Records of labeled points:
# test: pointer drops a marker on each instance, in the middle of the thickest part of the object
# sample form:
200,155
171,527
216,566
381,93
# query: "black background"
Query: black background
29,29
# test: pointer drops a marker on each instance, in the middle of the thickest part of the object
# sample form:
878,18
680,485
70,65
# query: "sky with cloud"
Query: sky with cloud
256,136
--
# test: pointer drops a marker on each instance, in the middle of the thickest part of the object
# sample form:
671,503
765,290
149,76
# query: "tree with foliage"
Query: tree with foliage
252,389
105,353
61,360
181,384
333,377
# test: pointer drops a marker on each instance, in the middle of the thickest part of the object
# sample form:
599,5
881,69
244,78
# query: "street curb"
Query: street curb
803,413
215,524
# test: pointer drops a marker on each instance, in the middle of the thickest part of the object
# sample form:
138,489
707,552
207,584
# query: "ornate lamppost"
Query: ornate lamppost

_What you should do_. Show every line in the listing that contains the word "lamppost".

_The output_.
# query: "ornate lamppost"
Query: ornate lamppost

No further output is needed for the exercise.